----- Extracted text
Rujeko Hockley is a New York–based US curator. Hockley is currently the Arnhold Associate Curator at the Whitney Museum of American Art.

==Life and education==
Born in Harare, Zimbabwe, Hockley relocated to Washington, D.C., with her family at age two, and frequently spent time in New York and abroad, due to her parents’ jobs in international development. Hockley received a B.A. in Art History from Columbia University. She attended graduate school from 2009 to 2012 at UC San Diego, where she is a Ph.D. Candidate.

Hockley is married to the conceptual artist Hank Willis Thomas.

==Career==
After her undergraduate education, Hockley worked as a curatorial assistant as the Studio Museum in Harlem where she worked for two years alongside Director Thelma Golden. After her work at the Studio Museum, Hockley moved to Southeast Asia for a year and a half to teach English. Once she came back to the states, Hockley applied to graduate art history and curatorial practice programs, attending UC San Diego from 2009 to 2012.

In 2012, Hockley became the Assistant Curator of Contemporary Art the Brooklyn Museum, a position she held for four years. While working at the Brooklyn Museum, Hockley worked on many exhibitions and related programming, including solo shows featuring LaToya Ruby Frazier, Kehinde Wiley, and Tom Sachs. In 2017, Hockley co-curate, with Catherine Morris, We Wanted a Revolution: Black Radical Women, 1965–85, a show dedicated to female artists of color, and their political and social efforts during second-wave feminism. The show received positive reviews.
----------
----- Given data
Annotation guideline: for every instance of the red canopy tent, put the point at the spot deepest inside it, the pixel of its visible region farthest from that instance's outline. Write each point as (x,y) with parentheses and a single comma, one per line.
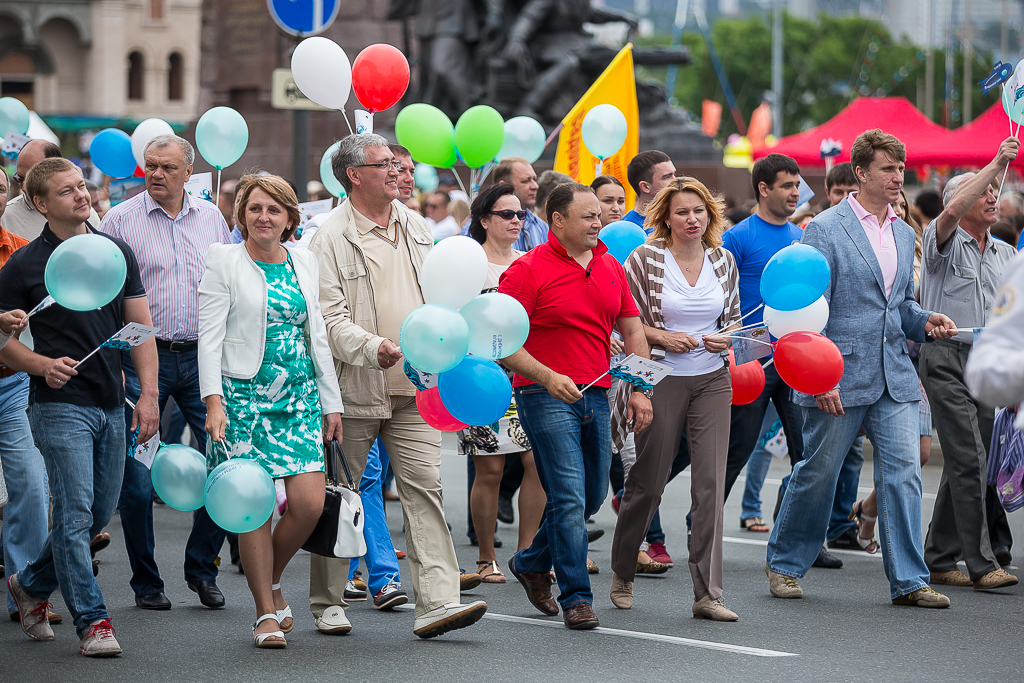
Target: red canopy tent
(927,142)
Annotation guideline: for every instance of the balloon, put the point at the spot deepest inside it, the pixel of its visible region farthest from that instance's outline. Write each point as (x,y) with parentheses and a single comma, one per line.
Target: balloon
(144,132)
(479,134)
(523,137)
(498,326)
(179,476)
(809,363)
(604,130)
(328,177)
(748,380)
(454,272)
(809,318)
(427,133)
(221,136)
(85,272)
(380,77)
(111,152)
(425,177)
(13,117)
(322,72)
(475,391)
(622,238)
(795,278)
(240,496)
(432,411)
(434,338)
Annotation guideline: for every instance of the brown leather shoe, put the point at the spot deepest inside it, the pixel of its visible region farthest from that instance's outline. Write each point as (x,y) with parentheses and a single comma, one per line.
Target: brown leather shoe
(581,616)
(538,587)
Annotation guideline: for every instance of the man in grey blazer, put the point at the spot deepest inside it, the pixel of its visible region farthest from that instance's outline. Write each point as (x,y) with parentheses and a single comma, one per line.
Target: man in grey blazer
(872,312)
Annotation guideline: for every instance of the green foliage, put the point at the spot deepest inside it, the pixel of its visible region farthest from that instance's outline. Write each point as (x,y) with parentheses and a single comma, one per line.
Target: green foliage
(823,61)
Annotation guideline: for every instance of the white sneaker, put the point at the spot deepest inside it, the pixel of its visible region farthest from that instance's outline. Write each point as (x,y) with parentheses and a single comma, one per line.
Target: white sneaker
(334,622)
(449,617)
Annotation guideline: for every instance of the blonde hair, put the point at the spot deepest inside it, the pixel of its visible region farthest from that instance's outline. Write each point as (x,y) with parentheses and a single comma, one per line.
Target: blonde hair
(660,207)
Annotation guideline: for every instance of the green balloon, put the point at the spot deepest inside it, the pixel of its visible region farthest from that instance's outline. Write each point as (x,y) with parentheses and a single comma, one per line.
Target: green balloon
(428,134)
(479,135)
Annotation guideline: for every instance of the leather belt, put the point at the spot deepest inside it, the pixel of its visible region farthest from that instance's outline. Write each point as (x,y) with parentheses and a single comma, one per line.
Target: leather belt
(177,346)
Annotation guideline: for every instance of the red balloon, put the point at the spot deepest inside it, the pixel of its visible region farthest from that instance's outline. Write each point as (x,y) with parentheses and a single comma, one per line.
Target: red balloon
(809,363)
(748,380)
(433,412)
(380,76)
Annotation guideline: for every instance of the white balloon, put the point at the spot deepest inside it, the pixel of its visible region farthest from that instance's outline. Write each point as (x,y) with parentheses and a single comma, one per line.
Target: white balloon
(810,318)
(322,72)
(454,271)
(144,132)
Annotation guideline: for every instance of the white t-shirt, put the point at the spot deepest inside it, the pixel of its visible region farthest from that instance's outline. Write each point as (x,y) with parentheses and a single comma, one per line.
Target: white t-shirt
(694,310)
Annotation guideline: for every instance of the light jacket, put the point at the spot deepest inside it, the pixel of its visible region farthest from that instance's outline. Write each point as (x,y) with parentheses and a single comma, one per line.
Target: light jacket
(232,301)
(347,300)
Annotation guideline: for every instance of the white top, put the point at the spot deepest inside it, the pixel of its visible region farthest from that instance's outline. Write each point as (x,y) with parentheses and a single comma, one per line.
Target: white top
(694,310)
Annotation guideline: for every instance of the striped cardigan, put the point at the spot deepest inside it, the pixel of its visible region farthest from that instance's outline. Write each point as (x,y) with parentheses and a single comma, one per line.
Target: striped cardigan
(645,274)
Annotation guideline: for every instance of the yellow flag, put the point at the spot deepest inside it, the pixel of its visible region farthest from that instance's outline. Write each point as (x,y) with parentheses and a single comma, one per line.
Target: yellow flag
(615,86)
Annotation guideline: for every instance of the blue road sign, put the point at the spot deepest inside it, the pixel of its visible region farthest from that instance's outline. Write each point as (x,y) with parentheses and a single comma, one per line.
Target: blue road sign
(303,17)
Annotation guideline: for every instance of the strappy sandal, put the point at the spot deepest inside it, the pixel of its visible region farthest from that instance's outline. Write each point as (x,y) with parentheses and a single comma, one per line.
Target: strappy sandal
(869,546)
(754,524)
(262,640)
(284,613)
(493,575)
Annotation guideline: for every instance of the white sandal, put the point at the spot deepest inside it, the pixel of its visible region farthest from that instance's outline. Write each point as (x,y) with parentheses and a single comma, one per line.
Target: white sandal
(260,639)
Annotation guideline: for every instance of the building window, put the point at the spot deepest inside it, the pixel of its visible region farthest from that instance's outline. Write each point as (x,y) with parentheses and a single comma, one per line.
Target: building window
(175,77)
(136,72)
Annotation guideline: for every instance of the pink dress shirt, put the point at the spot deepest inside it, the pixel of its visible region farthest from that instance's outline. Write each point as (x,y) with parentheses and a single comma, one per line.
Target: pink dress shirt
(882,239)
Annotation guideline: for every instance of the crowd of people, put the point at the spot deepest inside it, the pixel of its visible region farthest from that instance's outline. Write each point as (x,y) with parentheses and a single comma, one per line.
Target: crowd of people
(274,345)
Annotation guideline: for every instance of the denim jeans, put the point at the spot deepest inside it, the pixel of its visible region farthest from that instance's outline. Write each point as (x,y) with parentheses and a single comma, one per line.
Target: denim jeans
(382,563)
(26,517)
(178,378)
(803,520)
(572,452)
(84,452)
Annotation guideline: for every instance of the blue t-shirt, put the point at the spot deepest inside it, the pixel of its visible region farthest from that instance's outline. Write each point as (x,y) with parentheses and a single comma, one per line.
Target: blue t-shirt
(753,242)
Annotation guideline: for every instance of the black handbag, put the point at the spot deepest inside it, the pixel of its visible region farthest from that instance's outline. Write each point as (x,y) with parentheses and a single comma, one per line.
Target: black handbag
(339,531)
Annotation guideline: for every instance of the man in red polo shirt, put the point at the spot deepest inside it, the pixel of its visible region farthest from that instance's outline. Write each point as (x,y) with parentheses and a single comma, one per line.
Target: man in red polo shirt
(574,293)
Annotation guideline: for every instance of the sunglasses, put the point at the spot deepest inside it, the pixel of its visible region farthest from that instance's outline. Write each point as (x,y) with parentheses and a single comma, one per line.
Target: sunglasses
(509,214)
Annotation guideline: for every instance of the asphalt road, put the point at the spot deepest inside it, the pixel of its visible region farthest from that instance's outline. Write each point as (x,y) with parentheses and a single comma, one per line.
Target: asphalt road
(844,630)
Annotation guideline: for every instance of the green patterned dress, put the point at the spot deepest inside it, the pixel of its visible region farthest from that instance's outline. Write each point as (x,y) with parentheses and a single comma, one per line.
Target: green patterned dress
(274,418)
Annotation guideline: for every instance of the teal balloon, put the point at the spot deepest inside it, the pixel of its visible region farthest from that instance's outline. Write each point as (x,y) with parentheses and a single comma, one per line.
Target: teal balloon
(221,136)
(523,137)
(179,476)
(328,177)
(479,134)
(427,133)
(476,391)
(498,326)
(434,338)
(604,130)
(13,117)
(85,272)
(240,496)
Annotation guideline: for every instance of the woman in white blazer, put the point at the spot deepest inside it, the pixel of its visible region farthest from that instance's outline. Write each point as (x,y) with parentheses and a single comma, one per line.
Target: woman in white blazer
(266,375)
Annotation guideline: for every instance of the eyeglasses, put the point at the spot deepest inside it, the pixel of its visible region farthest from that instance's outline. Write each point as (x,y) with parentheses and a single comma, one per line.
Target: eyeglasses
(384,165)
(509,214)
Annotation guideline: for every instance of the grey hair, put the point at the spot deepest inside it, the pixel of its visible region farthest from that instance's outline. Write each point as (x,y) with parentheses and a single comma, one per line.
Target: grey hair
(161,141)
(954,184)
(351,153)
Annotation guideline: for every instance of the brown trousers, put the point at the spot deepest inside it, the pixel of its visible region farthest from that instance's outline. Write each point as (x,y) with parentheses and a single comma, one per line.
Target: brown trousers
(700,408)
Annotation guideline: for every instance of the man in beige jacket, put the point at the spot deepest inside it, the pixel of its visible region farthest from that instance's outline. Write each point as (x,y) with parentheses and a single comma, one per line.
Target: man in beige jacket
(371,252)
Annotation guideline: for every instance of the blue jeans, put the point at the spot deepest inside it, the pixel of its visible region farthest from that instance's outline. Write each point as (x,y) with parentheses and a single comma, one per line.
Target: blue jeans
(382,563)
(84,452)
(803,519)
(26,517)
(572,452)
(178,378)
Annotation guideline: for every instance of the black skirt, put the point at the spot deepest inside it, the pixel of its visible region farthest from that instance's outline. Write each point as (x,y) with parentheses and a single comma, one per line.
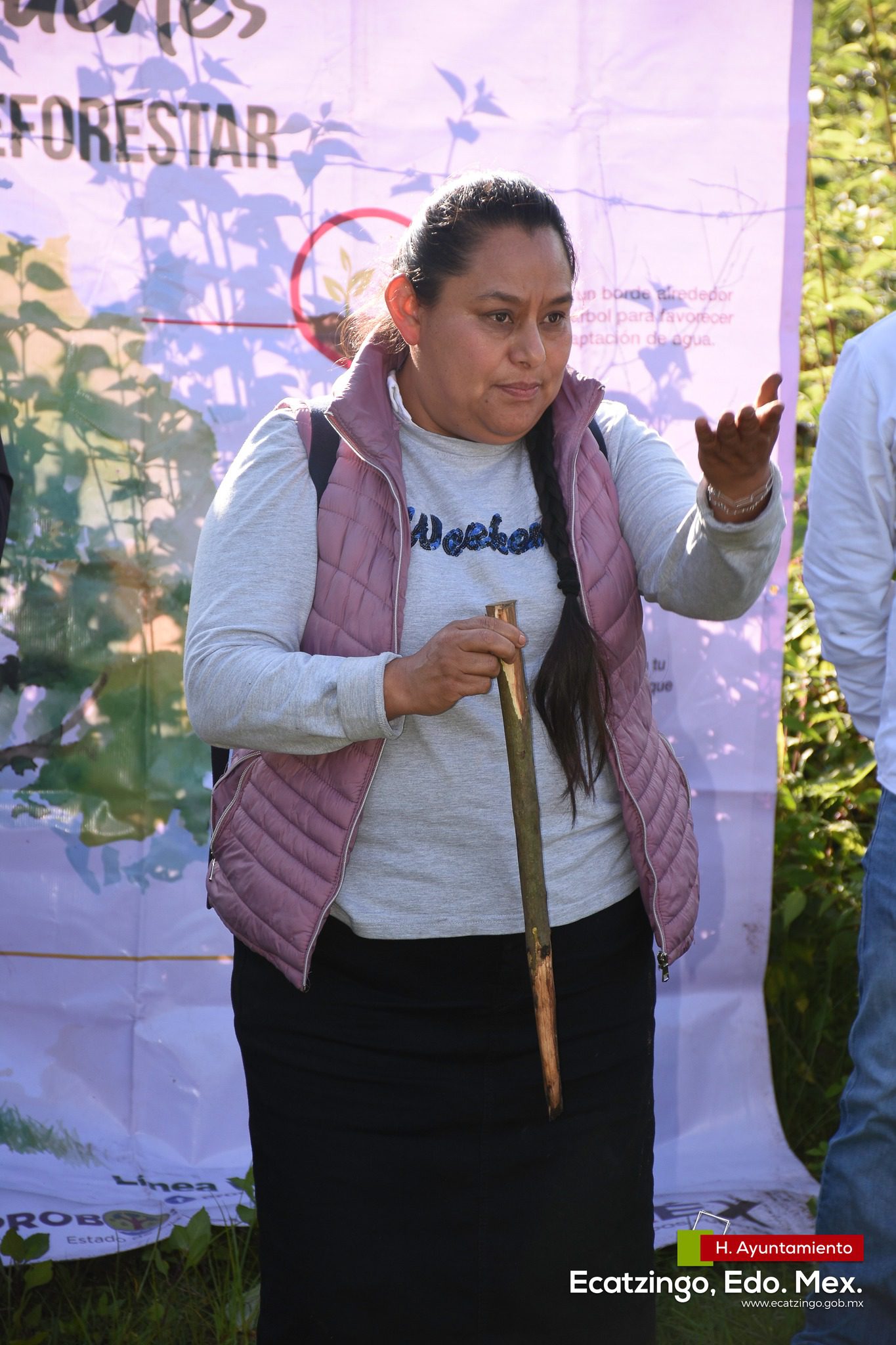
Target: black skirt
(409,1183)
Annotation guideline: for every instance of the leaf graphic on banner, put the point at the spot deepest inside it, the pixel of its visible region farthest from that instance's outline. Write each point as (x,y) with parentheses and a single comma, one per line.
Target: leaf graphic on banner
(112,483)
(464,131)
(339,125)
(159,74)
(43,276)
(454,82)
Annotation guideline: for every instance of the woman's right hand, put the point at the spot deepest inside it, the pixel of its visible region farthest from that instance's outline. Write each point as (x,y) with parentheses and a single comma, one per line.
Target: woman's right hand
(461,659)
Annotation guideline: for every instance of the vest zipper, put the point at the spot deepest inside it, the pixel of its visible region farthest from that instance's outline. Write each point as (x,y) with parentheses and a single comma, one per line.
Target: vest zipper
(662,959)
(379,757)
(250,757)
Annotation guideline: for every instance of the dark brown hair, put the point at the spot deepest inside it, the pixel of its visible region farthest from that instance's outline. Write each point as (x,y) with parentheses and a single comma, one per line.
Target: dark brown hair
(572,690)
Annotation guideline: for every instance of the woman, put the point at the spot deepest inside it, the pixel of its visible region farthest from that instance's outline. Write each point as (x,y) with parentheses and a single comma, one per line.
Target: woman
(408,1179)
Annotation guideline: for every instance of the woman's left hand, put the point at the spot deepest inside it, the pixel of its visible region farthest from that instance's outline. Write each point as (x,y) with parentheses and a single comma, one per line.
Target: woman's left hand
(735,455)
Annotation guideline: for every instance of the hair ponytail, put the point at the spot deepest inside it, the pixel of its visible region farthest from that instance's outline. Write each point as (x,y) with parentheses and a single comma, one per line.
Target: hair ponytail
(572,689)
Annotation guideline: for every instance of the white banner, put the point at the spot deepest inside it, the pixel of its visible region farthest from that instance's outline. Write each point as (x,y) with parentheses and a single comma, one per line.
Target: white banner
(190,197)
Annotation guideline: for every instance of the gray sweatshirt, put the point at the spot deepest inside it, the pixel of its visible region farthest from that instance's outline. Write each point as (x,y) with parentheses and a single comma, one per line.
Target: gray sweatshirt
(436,850)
----------
Requirement A - Do these statements agree with the biography of Rujeko Hockley? Answer yes or no for each and quote the deciding words of the biography. (i) Hockley was born in Harare, Zimbabwe. (ii) Hockley earned her B.A. in Art History at UC San Diego. (iii) Hockley spent a year and a half in Southeast Asia teaching English.
Requirement B -
Answer these questions from the biography of Rujeko Hockley:
(i) What is Hockley's current position at the Whitney Museum of American Art?
(ii) To whom is Hockley married?
(iii) For how many years did Hockley hold her position at the Brooklyn Museum?
Requirement C - Carry on the biography of Rujeko Hockley from the point where it stops.

Exercise answer A -
(i) Yes: "Born in Harare, Zimbabwe"
(ii) No: "Hockley received a B.A. in Art History from Columbia University."
(iii) Yes: "Hockley moved to Southeast Asia for a year and a half to teach English."

Exercise answer B -
(i) Arnhold Associate Curator
(ii) The conceptual artist Hank Willis Thomas
(iii) Four years

Exercise answer C -
In 2015, Hockley made artnet News’s global list of 25 Women Curators Shaking Things Up and she was among Culture Magazine’s 10 Young Curators to Watch in 2016.

In March 2017, the Whitney Museum of American Art hired Hockley as an Assistant Curator. Her first undertaking was to help curate “An Incomplete History of Protest: Selections From the Whitney’s Collection, 1940–2017.”

Rujeko Hockley and Jane Panetta curated the 2019 Whitney Biennial. The selections within the 75 artists in the show included primarily female, minority artists from the two coasts in the United States. When Panetta and Hockley were asked about their choice of including mostly younger minority artists, they discussed the many common threads they found among their choices including college debt struggles, gentrification and real estate issues.

Hockley serves on the board of Art Matters and Recess.